Exercise inputs Start Marker

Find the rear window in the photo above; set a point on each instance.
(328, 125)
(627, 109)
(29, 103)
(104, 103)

Exercise inputs End Marker

▸ **Your goal**: Set every line of the data down again, word for word.

▸ **Result for this task**:
Find the rear window in the photo above; set a point on each instance.
(328, 125)
(627, 109)
(29, 103)
(104, 103)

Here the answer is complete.